** Text block **
------
The real culprit in the Flint crisis is not the governor, or any of the mayors. The water from the Flint river corroded the pipes, causing them to leach lead into the water. The solution to this problem is to replace the pipes! Lead is a poisonous metal and we have known this for a very long time. Use copper, or PEX, or anything besides fucking lead! Putting people in jail will do nothing. People are too focused on finding someone to blame, and don’t seem interested in real solutions.
Remember when there was all that talk about investing in infrastructure? May want to have a chat with the members of Congress who argued it was too expensive to do so. Our infrastructure is old and falling apart and no one wants to pay to upgrade it.
Plus, the city doesn’t own the pipes from the street to the house in some places, so it’s on the owner of the house to replace at least part of the lead pipes. You get your water tested when you buy the house, and if it’s lead-free, you figure you’re good. People in Flint were not so lucky.
------
** Data section **
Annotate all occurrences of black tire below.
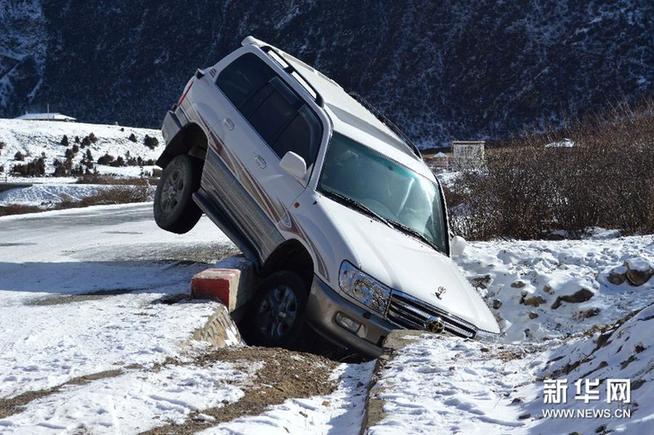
[154,154,202,234]
[248,271,308,347]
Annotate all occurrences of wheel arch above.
[157,122,208,168]
[261,239,314,290]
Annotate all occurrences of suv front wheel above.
[250,271,307,347]
[154,154,202,234]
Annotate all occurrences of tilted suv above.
[154,37,499,355]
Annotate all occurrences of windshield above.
[318,132,447,253]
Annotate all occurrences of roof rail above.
[348,92,422,159]
[259,45,324,107]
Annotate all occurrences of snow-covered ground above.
[0,200,654,435]
[0,179,155,208]
[0,119,163,182]
[455,231,654,341]
[370,232,654,435]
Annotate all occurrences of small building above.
[16,113,77,122]
[429,151,450,172]
[450,140,486,169]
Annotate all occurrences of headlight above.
[338,261,391,314]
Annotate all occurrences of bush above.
[143,134,159,150]
[11,157,45,177]
[98,153,116,165]
[110,156,125,168]
[446,102,654,239]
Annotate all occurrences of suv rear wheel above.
[250,271,307,347]
[154,154,202,234]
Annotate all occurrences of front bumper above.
[306,275,398,357]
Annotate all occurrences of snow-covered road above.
[0,204,373,434]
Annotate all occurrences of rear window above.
[216,53,275,109]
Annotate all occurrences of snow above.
[0,119,164,181]
[200,362,374,435]
[0,362,255,434]
[15,113,76,122]
[0,179,155,206]
[545,138,575,148]
[454,236,654,342]
[369,235,654,435]
[0,203,233,397]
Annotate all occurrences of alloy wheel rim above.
[259,285,298,339]
[161,169,184,214]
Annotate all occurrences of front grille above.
[386,291,477,338]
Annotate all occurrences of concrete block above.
[191,256,258,313]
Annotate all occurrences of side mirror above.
[450,236,468,257]
[279,151,307,182]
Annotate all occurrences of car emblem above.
[425,316,445,334]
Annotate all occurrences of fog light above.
[336,312,361,334]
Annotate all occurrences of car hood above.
[320,197,499,333]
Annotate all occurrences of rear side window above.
[273,105,322,167]
[216,53,275,109]
[243,77,302,148]
[216,53,322,167]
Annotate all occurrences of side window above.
[273,105,322,167]
[243,77,302,148]
[216,53,322,167]
[216,53,275,109]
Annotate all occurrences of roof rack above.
[348,92,422,159]
[259,45,324,107]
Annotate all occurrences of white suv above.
[154,37,499,356]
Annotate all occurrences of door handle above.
[254,154,268,169]
[223,118,234,130]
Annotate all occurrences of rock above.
[552,288,593,310]
[572,307,601,320]
[606,266,627,285]
[520,296,546,307]
[624,257,654,286]
[470,275,491,289]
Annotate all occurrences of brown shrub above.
[446,101,654,239]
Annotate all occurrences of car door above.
[203,50,319,257]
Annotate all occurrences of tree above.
[98,153,115,165]
[143,134,159,150]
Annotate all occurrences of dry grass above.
[76,174,158,186]
[448,100,654,240]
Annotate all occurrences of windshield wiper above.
[389,221,441,252]
[321,188,393,228]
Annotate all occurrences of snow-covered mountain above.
[0,119,163,178]
[0,0,654,146]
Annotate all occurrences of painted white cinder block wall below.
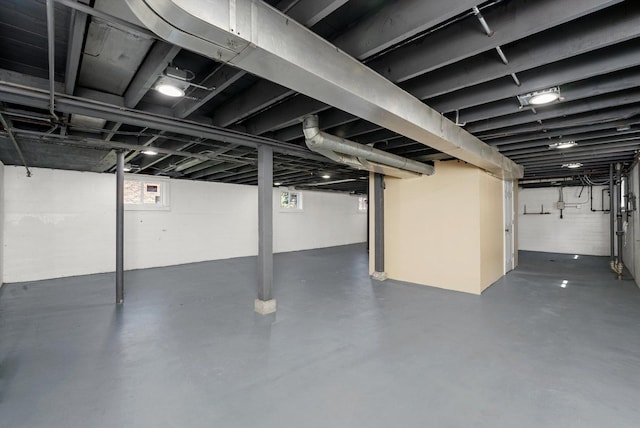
[0,162,4,288]
[3,166,367,282]
[518,186,610,256]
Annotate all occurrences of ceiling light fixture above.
[562,162,582,169]
[549,141,578,149]
[518,86,563,108]
[154,66,193,98]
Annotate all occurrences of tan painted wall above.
[385,162,481,294]
[478,171,505,291]
[372,161,504,294]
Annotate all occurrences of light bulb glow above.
[549,141,578,149]
[529,92,560,106]
[562,162,582,169]
[156,83,184,98]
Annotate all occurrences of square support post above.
[373,173,387,281]
[116,152,124,304]
[254,145,276,315]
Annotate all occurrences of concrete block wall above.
[518,186,610,256]
[0,166,367,282]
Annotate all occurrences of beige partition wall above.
[384,161,504,294]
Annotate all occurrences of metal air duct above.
[302,115,434,178]
[126,0,523,180]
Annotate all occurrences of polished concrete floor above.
[0,245,640,428]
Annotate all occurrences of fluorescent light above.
[529,92,560,106]
[156,83,184,98]
[562,162,582,169]
[549,141,578,149]
[154,66,190,98]
[518,86,562,107]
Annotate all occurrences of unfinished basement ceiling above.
[0,0,640,192]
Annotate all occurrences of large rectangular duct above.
[126,0,523,179]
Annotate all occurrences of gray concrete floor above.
[0,245,640,428]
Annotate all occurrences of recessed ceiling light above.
[518,86,561,107]
[154,66,193,98]
[562,162,582,169]
[549,141,578,149]
[156,83,184,98]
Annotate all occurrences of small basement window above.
[280,190,302,211]
[124,175,170,210]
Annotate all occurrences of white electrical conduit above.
[302,115,434,178]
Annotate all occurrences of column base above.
[371,272,387,281]
[253,299,276,315]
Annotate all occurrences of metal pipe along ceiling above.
[126,0,523,179]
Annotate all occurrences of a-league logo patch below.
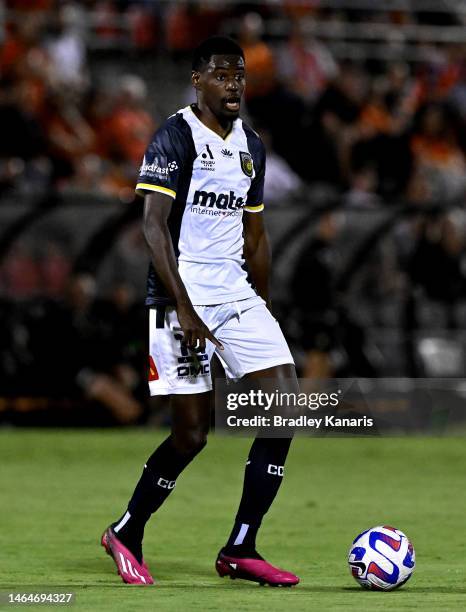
[149,355,159,382]
[239,151,254,178]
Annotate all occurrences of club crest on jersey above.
[239,151,254,178]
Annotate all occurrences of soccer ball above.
[348,525,415,591]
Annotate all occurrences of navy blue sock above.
[112,436,203,562]
[223,438,291,558]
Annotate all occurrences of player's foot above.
[100,527,154,585]
[215,551,299,587]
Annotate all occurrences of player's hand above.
[177,305,223,353]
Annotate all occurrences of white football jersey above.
[136,106,265,306]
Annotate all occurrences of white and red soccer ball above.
[348,525,415,591]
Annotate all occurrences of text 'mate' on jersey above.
[136,106,265,306]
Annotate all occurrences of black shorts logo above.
[239,151,254,178]
[174,334,210,378]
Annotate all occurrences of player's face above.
[193,55,245,121]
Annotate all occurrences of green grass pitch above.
[0,429,466,612]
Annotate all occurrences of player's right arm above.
[143,191,223,351]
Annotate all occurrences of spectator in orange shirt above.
[105,74,155,169]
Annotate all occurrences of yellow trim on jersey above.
[244,203,264,212]
[136,183,176,199]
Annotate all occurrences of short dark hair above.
[193,36,244,71]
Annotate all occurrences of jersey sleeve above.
[244,137,265,213]
[136,121,187,199]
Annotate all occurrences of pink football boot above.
[215,552,299,587]
[101,527,154,585]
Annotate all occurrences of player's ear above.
[191,70,201,89]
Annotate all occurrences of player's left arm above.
[243,212,272,310]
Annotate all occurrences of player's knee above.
[172,427,207,455]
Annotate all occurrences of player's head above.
[192,36,245,121]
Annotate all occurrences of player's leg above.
[102,308,213,584]
[113,393,210,561]
[102,393,210,584]
[216,299,299,586]
[225,364,299,558]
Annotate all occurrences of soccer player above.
[102,36,299,586]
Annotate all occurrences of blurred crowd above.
[0,0,466,206]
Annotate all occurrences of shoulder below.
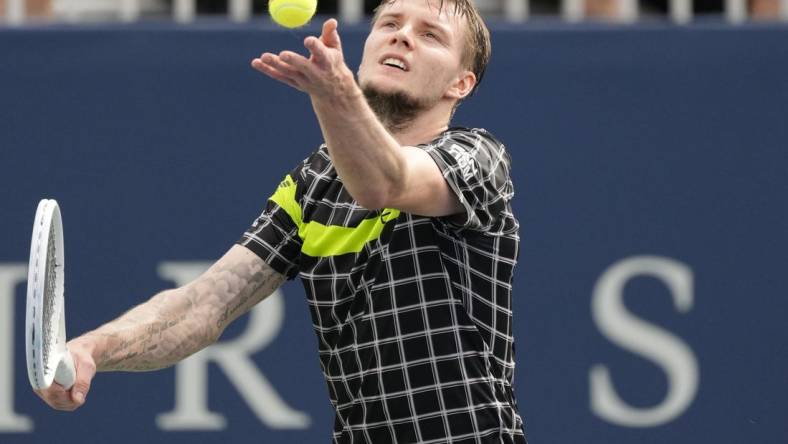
[423,127,511,177]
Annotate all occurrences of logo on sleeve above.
[449,143,478,180]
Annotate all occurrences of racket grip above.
[55,349,77,390]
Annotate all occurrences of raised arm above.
[37,245,285,410]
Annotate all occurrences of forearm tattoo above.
[88,247,285,371]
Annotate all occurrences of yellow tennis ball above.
[268,0,317,28]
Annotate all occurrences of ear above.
[446,70,476,100]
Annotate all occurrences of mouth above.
[380,56,408,72]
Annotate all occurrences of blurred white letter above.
[0,264,33,433]
[589,256,698,427]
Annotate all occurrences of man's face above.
[358,0,467,107]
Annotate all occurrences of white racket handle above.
[55,349,77,390]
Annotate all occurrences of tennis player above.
[33,0,525,443]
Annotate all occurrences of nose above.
[389,26,413,49]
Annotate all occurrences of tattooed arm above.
[37,245,285,410]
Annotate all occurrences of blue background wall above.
[0,23,788,444]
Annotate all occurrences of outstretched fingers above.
[252,51,306,91]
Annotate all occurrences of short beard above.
[362,85,428,132]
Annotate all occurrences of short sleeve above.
[421,128,514,231]
[237,160,308,279]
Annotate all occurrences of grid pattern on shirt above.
[239,128,525,443]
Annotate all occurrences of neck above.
[381,111,449,146]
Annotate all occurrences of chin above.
[359,75,411,96]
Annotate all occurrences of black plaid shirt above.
[239,128,525,444]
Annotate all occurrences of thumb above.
[71,359,96,404]
[320,19,342,51]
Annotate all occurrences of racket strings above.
[41,224,60,375]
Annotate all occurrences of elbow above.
[353,185,399,210]
[353,191,388,210]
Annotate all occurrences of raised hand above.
[252,19,355,98]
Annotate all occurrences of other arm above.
[37,245,285,410]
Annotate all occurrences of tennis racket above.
[25,199,75,390]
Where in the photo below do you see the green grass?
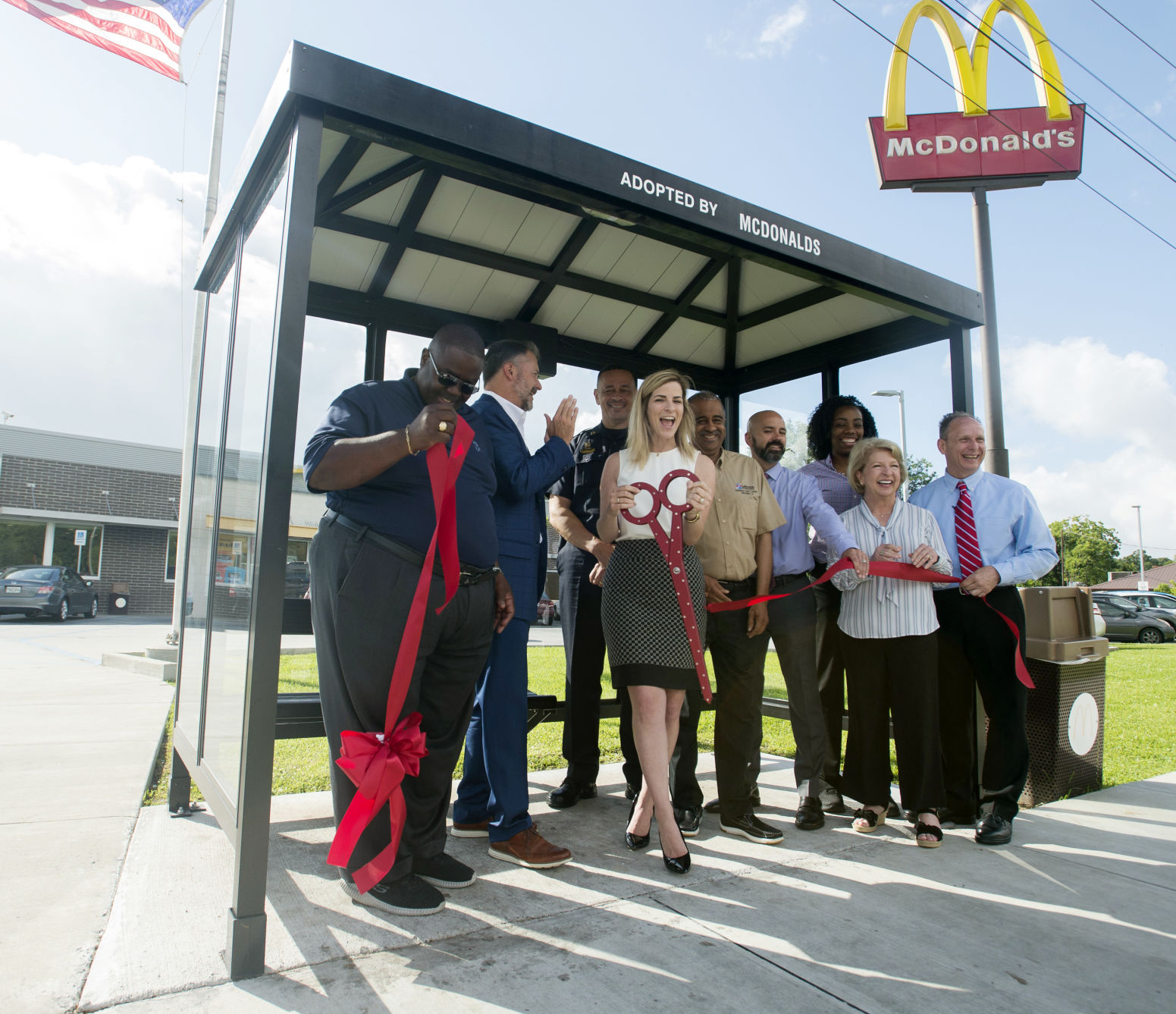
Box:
[1103,645,1176,786]
[143,645,1176,805]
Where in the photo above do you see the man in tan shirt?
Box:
[679,391,785,843]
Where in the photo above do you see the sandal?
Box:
[852,805,886,834]
[915,820,943,848]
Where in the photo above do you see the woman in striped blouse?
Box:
[833,438,952,848]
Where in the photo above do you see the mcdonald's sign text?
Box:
[870,105,1086,190]
[870,0,1086,190]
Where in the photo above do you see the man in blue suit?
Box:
[453,339,576,869]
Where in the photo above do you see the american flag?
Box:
[7,0,209,81]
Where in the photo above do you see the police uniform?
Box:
[549,423,641,786]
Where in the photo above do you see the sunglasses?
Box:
[425,350,478,397]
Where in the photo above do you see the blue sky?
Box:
[0,0,1176,555]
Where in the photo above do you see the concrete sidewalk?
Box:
[0,621,1176,1014]
[0,617,173,1014]
[81,756,1176,1014]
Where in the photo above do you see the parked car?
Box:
[1108,592,1176,614]
[1090,601,1106,638]
[1095,593,1176,645]
[0,564,98,621]
[1090,592,1176,630]
[535,595,560,627]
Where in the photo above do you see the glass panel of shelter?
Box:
[201,150,290,805]
[175,254,237,761]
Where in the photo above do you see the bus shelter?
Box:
[171,42,982,978]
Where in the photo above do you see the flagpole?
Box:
[167,0,233,649]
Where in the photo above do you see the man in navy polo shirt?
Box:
[305,325,514,915]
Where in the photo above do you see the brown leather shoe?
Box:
[453,820,491,837]
[491,824,572,869]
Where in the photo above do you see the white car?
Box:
[1114,591,1176,613]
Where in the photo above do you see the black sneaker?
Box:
[340,874,444,915]
[674,805,702,837]
[412,852,478,888]
[719,813,785,845]
[547,777,596,809]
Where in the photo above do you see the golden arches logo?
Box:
[882,0,1070,130]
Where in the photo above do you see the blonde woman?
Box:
[596,369,715,873]
[833,436,952,848]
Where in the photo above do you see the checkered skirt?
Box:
[601,538,707,690]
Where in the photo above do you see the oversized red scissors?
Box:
[621,468,710,704]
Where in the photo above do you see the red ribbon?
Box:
[327,416,474,893]
[707,557,1033,690]
[621,468,711,704]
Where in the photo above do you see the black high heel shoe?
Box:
[657,834,690,873]
[625,800,653,852]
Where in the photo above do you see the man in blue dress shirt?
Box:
[910,412,1057,845]
[748,412,869,840]
[453,339,576,869]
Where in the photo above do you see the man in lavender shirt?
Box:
[743,412,869,830]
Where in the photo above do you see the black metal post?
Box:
[226,107,322,978]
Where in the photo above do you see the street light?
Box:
[1131,504,1148,592]
[870,391,910,500]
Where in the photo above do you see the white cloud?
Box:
[1001,337,1176,555]
[707,0,808,60]
[756,2,808,52]
[0,141,203,287]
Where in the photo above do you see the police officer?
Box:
[548,367,641,809]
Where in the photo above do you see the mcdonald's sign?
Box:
[870,0,1086,190]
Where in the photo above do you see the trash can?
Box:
[107,581,130,617]
[1021,589,1108,805]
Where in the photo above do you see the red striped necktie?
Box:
[956,479,984,578]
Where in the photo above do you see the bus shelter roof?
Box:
[198,42,982,394]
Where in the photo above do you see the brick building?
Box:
[0,425,325,614]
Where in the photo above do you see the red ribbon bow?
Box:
[707,557,1033,690]
[621,468,711,704]
[327,416,474,893]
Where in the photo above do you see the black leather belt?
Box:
[719,574,755,598]
[324,507,500,589]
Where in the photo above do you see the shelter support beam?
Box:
[226,111,322,978]
[821,363,841,401]
[948,328,975,416]
[363,324,388,380]
[971,187,1009,476]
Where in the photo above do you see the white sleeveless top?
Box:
[616,447,698,542]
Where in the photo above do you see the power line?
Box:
[947,0,1176,184]
[830,0,1176,250]
[1090,0,1176,71]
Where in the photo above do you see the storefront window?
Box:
[0,521,45,570]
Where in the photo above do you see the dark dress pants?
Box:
[768,574,826,799]
[309,519,494,882]
[707,609,768,820]
[935,585,1029,820]
[841,630,943,814]
[453,554,538,841]
[813,576,845,790]
[557,542,641,786]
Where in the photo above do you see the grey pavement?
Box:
[0,617,171,1014]
[0,621,1176,1014]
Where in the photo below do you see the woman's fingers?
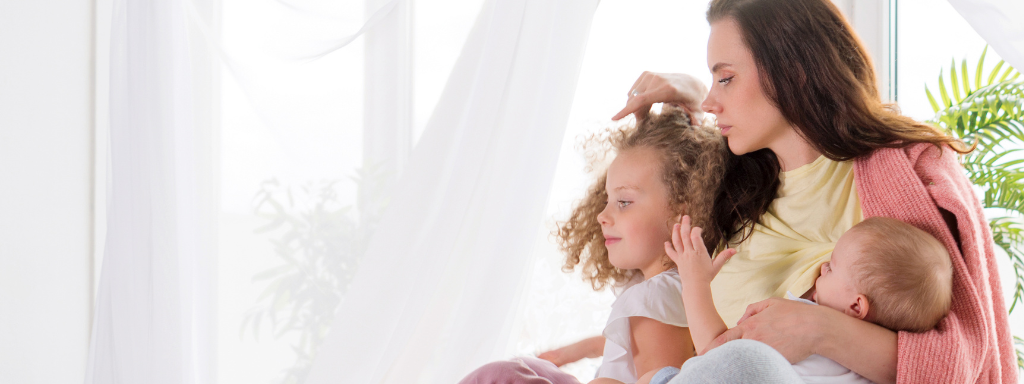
------
** Task objective **
Reproduce the Flint water comment from "Remember when there" up to and including "to upgrade it.", swapping "infrastructure" for "public works". Rely only on the Flint water comment.

** The response **
Remember when there was all that talk about investing in public works? May want to have a chat with the members of Congress who argued it was too expensive to do so. Our public works is old and falling apart and no one wants to pay to upgrade it.